Written task: State how many lines in the rows below contain the string "window". Reply with the number alone.

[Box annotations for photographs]
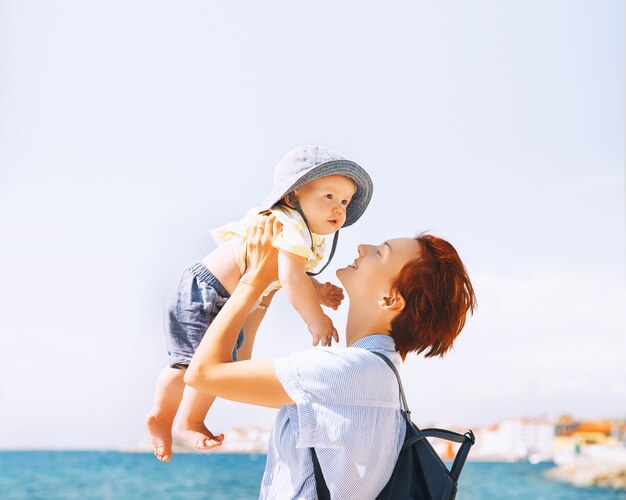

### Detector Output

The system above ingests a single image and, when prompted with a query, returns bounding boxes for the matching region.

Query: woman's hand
[241,215,282,290]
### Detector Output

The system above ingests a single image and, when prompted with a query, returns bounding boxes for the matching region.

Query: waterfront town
[158,415,626,489]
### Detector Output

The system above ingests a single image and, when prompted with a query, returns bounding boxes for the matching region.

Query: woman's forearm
[283,273,324,325]
[237,290,276,361]
[185,281,263,391]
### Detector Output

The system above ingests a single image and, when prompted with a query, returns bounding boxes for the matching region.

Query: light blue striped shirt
[259,334,406,500]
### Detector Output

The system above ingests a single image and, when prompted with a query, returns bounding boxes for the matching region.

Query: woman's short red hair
[391,234,476,359]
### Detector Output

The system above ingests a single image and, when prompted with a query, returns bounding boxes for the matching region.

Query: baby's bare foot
[146,413,172,462]
[176,422,224,450]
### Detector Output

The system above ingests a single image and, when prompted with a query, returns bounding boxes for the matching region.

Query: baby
[146,146,372,462]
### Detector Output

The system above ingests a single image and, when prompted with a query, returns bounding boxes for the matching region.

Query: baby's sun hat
[260,146,374,227]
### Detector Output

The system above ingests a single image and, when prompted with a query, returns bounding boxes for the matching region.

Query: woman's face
[336,238,421,300]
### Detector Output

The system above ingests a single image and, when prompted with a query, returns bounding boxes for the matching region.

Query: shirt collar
[350,333,396,352]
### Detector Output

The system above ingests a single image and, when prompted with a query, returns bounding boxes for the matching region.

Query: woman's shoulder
[280,347,398,399]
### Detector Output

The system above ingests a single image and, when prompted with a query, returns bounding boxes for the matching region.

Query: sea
[0,451,626,500]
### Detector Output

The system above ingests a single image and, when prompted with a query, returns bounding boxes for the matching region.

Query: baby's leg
[176,386,224,450]
[146,366,185,462]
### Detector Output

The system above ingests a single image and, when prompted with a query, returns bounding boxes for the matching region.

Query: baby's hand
[317,282,343,311]
[309,314,339,346]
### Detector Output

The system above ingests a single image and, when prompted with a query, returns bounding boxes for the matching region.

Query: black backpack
[311,351,475,500]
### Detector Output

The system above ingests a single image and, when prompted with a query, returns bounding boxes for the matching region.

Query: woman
[185,217,475,499]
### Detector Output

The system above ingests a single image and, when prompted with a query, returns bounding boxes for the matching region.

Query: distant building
[472,418,555,462]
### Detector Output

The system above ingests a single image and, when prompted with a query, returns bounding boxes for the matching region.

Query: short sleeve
[273,348,398,448]
[272,209,315,260]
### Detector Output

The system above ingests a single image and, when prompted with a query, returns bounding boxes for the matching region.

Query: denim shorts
[165,264,244,369]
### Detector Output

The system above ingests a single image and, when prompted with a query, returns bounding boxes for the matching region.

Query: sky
[0,0,626,449]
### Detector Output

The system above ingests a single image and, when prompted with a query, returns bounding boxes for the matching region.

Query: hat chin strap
[288,193,339,276]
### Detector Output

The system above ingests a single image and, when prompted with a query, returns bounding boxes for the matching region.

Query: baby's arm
[278,250,339,345]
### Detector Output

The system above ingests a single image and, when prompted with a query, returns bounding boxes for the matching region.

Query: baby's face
[294,175,356,235]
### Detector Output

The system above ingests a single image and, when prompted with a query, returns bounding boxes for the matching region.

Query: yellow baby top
[211,205,326,295]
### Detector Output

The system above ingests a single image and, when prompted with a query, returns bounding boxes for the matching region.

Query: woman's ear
[378,290,406,312]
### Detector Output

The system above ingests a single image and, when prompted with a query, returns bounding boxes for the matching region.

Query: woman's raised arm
[185,216,293,408]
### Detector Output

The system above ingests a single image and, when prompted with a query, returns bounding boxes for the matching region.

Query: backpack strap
[370,351,411,422]
[370,351,476,481]
[311,448,330,500]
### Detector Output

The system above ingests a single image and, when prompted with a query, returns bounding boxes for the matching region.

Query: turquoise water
[0,451,626,500]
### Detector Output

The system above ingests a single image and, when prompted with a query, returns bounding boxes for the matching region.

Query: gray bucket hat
[260,146,374,227]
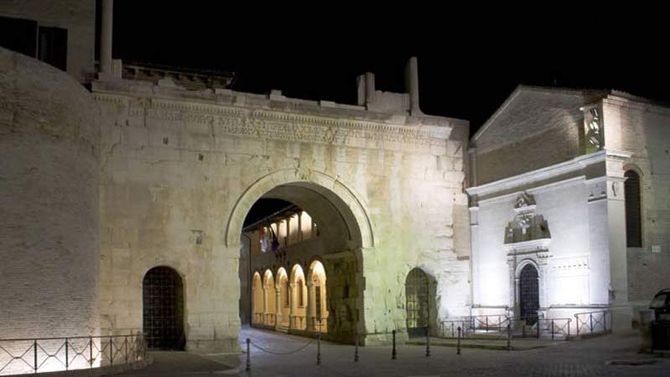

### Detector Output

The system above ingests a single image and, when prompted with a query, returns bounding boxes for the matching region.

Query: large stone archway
[225,169,374,248]
[93,81,469,352]
[235,169,374,342]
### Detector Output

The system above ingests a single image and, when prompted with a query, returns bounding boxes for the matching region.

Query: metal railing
[440,314,511,338]
[575,310,612,336]
[0,333,146,376]
[515,318,574,340]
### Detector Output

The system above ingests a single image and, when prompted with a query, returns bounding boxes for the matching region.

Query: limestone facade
[93,73,469,350]
[0,0,95,83]
[0,48,100,339]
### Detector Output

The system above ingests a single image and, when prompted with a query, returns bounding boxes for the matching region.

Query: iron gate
[519,264,540,326]
[405,268,430,337]
[142,267,185,350]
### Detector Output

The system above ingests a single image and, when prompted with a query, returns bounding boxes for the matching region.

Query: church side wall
[477,124,580,185]
[603,98,670,309]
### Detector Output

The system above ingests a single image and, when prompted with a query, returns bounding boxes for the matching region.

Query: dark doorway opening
[405,268,431,337]
[519,264,540,326]
[142,267,186,350]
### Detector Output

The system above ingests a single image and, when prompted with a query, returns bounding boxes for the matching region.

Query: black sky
[114,0,670,133]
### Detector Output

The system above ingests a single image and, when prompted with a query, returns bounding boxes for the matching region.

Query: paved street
[111,329,670,377]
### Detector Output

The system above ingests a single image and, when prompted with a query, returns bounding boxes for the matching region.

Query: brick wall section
[473,86,589,185]
[477,124,579,184]
[604,97,670,307]
[0,48,99,338]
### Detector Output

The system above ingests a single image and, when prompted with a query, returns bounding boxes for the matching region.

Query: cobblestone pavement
[110,329,670,377]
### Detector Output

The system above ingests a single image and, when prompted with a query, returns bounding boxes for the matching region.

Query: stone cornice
[94,92,462,154]
[466,151,606,195]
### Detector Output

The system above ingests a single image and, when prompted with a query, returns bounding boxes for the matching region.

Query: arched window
[624,170,642,247]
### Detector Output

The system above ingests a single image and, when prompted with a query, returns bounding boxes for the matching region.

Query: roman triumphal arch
[92,79,470,352]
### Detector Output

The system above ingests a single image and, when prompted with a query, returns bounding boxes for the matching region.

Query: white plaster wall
[472,176,609,307]
[0,0,95,82]
[603,95,670,309]
[0,48,99,338]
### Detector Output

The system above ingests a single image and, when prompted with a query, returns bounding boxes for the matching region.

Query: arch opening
[405,267,437,337]
[142,266,186,350]
[624,170,642,247]
[240,178,364,342]
[519,263,540,326]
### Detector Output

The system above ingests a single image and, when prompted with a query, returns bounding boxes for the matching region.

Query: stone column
[100,0,114,74]
[305,280,316,331]
[288,283,296,330]
[275,285,282,330]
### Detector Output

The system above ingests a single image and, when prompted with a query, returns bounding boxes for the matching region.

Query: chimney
[405,56,422,115]
[356,75,365,106]
[100,0,114,74]
[356,72,375,106]
[365,72,375,105]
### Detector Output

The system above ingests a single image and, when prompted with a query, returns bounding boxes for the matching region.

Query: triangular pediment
[472,85,606,153]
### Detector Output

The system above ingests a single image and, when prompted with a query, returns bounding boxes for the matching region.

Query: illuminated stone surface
[0,48,100,338]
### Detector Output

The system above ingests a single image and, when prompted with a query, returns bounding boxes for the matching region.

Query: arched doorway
[263,270,277,326]
[251,272,265,325]
[308,260,328,333]
[405,268,435,337]
[142,267,186,350]
[519,264,540,326]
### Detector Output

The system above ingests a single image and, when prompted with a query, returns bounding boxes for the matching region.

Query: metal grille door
[142,267,185,350]
[405,268,429,337]
[519,264,540,326]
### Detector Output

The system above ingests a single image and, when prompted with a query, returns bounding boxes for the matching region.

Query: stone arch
[515,259,542,325]
[405,267,437,337]
[225,169,374,248]
[251,271,265,324]
[263,269,277,326]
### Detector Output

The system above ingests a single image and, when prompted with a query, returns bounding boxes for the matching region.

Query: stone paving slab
[107,329,670,377]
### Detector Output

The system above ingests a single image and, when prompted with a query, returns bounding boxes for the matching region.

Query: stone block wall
[0,0,95,82]
[94,81,470,350]
[603,96,670,309]
[0,48,100,338]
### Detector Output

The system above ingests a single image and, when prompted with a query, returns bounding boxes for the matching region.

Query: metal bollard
[316,333,321,365]
[33,339,38,373]
[354,334,358,363]
[507,322,512,351]
[246,338,251,372]
[551,318,554,340]
[456,326,461,355]
[426,326,430,357]
[65,338,69,370]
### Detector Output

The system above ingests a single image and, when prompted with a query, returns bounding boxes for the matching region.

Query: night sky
[114,0,670,133]
[109,0,670,224]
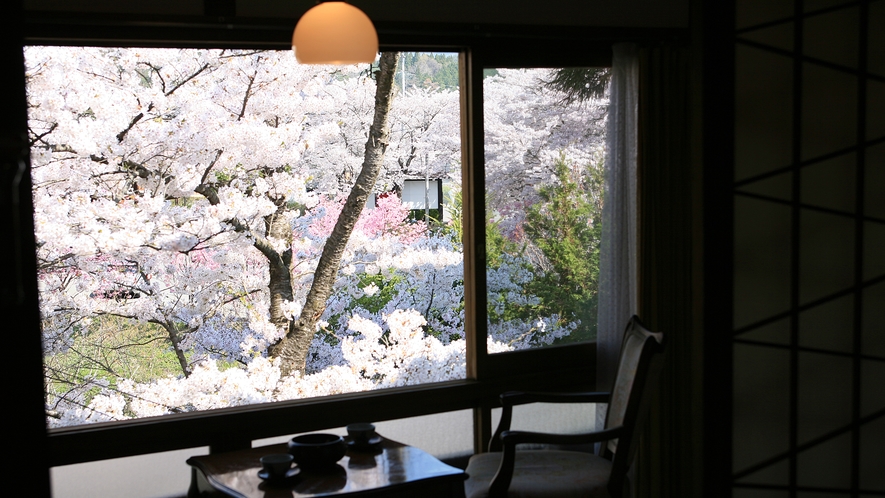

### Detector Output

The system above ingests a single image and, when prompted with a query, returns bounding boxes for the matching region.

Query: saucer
[258,467,301,482]
[347,435,381,449]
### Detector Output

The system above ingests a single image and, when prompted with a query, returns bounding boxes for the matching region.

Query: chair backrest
[600,316,664,496]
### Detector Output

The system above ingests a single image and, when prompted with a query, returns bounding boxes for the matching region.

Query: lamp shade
[292,2,378,64]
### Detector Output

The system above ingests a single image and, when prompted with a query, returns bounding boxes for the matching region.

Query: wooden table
[187,438,467,498]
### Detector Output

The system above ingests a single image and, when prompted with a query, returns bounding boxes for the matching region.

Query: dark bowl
[289,433,347,470]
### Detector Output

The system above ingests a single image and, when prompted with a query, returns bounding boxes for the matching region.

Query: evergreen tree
[525,158,603,339]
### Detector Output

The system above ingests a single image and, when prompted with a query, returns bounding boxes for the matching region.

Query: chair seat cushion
[465,450,611,498]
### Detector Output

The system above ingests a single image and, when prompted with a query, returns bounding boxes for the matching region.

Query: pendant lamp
[292,1,378,64]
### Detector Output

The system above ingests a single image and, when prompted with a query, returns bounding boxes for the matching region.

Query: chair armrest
[501,391,611,406]
[501,425,624,452]
[489,425,624,498]
[489,391,610,451]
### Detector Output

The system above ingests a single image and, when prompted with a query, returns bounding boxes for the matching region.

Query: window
[483,68,608,353]
[20,14,608,465]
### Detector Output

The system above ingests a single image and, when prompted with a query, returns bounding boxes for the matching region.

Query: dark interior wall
[24,0,689,28]
[732,0,885,497]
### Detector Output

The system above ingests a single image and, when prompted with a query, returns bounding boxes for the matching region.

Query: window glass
[483,68,609,353]
[25,47,465,426]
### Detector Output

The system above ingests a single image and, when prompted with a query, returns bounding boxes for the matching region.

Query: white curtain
[596,44,639,404]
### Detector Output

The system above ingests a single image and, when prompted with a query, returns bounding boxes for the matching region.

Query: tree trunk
[268,52,399,375]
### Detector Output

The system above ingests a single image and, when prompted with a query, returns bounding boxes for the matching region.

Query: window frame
[23,13,685,467]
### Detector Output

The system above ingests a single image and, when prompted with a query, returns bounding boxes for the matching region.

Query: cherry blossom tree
[26,47,598,425]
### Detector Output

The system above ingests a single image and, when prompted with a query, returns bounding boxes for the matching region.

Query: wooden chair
[465,316,664,498]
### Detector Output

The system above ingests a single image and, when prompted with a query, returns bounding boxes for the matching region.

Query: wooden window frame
[23,9,685,466]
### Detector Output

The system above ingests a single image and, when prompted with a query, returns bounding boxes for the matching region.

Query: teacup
[347,422,375,444]
[260,453,293,478]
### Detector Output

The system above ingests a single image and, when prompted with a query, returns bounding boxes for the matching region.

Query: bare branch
[165,62,209,97]
[117,112,144,143]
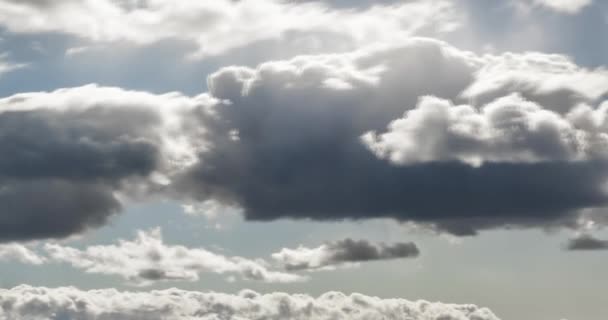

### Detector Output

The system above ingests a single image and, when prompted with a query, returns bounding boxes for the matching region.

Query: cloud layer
[0,0,457,55]
[45,229,305,285]
[0,286,499,320]
[0,38,608,241]
[272,239,420,270]
[176,39,608,235]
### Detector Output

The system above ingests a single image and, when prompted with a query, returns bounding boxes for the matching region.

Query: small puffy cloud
[534,0,593,14]
[0,286,499,320]
[362,95,608,166]
[45,228,305,285]
[0,243,46,265]
[0,0,459,55]
[272,239,420,270]
[566,234,608,251]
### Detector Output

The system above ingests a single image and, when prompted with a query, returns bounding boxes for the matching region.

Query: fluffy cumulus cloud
[175,39,608,235]
[45,229,304,285]
[0,0,457,55]
[0,243,46,265]
[566,234,608,251]
[0,37,608,241]
[0,85,204,241]
[0,286,499,320]
[272,239,420,270]
[362,95,608,166]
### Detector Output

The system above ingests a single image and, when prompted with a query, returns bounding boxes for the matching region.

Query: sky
[0,0,608,320]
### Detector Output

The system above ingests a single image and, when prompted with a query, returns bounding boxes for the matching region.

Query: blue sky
[0,0,608,320]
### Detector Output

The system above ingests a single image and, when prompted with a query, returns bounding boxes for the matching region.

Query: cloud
[0,38,608,242]
[0,243,46,265]
[362,95,608,166]
[566,234,608,251]
[272,239,420,270]
[534,0,593,14]
[0,286,499,320]
[174,39,608,235]
[0,85,202,241]
[0,0,458,56]
[45,228,305,285]
[0,52,27,78]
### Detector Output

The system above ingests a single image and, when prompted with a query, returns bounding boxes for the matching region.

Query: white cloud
[45,228,305,285]
[0,243,46,265]
[534,0,593,14]
[0,0,457,56]
[362,95,608,166]
[0,286,499,320]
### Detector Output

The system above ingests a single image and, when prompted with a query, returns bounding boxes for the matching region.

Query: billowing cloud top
[45,228,305,285]
[0,38,608,240]
[0,286,499,320]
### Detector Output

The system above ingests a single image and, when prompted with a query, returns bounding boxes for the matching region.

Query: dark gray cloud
[272,239,420,270]
[0,39,608,241]
[176,40,608,235]
[566,234,608,251]
[0,86,190,241]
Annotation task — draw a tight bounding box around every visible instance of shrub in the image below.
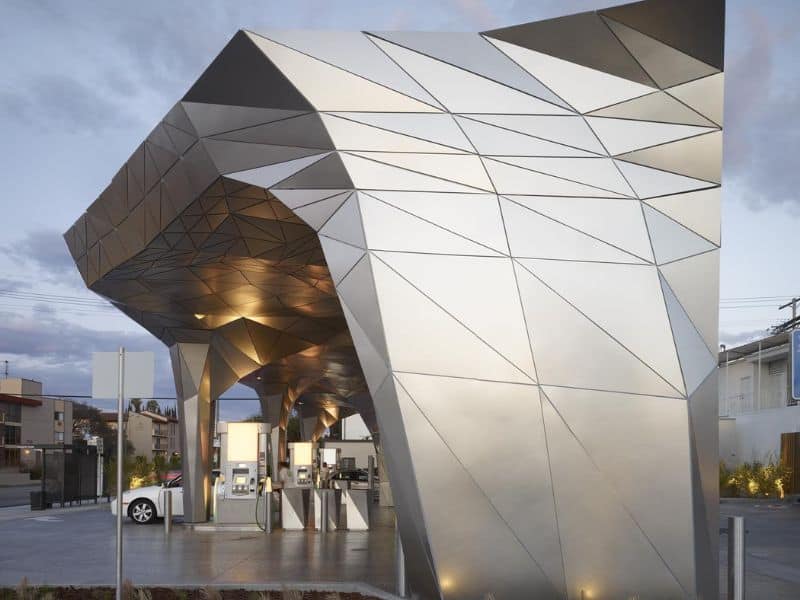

Correct response: 5